REQUIREMENT
In the passage on the heart transplant list, why should the heart donor and recipient be relatively close in distance? Answer in one to three sentences.

EXCERPTED PASSAGE

——————————

To complicate matters, management of the transplant list is complex. It’s not like waiting for your turn in line for a ride at Disneyland. That’s why it’s impossible to predict when a transplant will happen. The criteria for placement on the list are developed by the Organ Procurement and Transplantation Network (OPTN), a branch of the U.S. Department of Health and Human Services.

To begin with, there are three major considerations. First, the heart donor and the recipient must have the same blood type. Second, the donor and the recipient need to be about the same size. Third, the donor and recipient should be relatively close in distance to ensure that the heart is strong when it arrives at the recipient’s hospital.

The criteria developed by OPTN to determine in what order heart transplant recipients are selected include the following 6 categories (Status 1 patients are first in line):

Status 1:   The patient is in the hospital and connected to an Extracorporeal Membrane Oxygenation (ECMO) machine. The ECMO does the work for the heart and lungs and is necessary to keep the patient alive.

Status 2:   The patient is in the hospital with a LVAD heart pump that has malfunctioned and isn’t working properly or the patient’s heart rhythm can’t be managed by medication or a pacemaker.

Status 3:   The patient is not in the hospital, has an implanted LVAD heart pump, and is qualified to be placed on a 30-day priority list. This puts the patient first in line if there are no Status 1 or Status 2 patients in the hospital.

Status 4:   The patient is not in the hospital, has an implanted LVAD heart pump, isn’t on a 30-day priority list, and is otherwise healthy.

——————————

RECORD EXTRACTS

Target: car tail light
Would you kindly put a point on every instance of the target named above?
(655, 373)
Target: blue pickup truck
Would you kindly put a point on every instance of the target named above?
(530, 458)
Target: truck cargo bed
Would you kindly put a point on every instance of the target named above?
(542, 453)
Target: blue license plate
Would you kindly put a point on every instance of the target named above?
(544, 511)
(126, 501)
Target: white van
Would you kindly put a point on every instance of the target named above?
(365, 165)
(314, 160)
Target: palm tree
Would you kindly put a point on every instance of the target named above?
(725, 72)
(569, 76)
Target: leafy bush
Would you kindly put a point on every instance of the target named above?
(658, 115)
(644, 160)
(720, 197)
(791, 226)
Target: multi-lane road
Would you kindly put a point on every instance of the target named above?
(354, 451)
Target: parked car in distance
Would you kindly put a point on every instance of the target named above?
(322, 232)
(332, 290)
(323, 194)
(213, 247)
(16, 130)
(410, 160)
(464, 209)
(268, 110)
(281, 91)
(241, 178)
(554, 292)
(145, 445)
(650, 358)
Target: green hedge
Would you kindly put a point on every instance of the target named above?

——————————

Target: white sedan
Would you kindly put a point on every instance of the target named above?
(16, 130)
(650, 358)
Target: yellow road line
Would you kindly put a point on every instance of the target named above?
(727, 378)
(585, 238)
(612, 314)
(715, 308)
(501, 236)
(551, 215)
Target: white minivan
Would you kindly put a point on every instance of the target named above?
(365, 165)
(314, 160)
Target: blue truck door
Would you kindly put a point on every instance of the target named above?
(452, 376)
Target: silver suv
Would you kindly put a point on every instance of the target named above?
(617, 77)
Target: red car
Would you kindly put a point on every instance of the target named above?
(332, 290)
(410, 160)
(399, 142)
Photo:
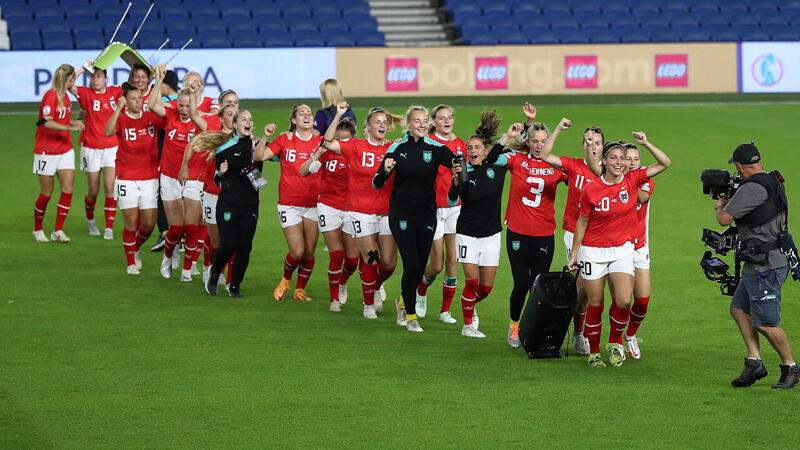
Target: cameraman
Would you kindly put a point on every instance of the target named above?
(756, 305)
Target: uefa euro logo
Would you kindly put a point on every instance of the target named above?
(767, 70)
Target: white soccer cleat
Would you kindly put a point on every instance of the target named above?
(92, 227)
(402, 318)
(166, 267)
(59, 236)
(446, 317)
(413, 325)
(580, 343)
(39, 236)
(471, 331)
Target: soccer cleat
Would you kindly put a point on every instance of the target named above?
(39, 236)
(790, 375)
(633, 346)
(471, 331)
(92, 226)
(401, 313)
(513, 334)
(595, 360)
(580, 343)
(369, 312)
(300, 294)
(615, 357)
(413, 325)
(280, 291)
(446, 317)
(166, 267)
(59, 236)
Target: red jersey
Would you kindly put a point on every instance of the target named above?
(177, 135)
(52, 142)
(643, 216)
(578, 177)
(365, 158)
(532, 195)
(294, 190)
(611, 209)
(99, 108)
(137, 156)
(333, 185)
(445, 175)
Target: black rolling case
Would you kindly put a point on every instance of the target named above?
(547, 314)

——————————

REPLY
They should be relatively close so that the heart is still strong when it arrives at the recipient's hospital.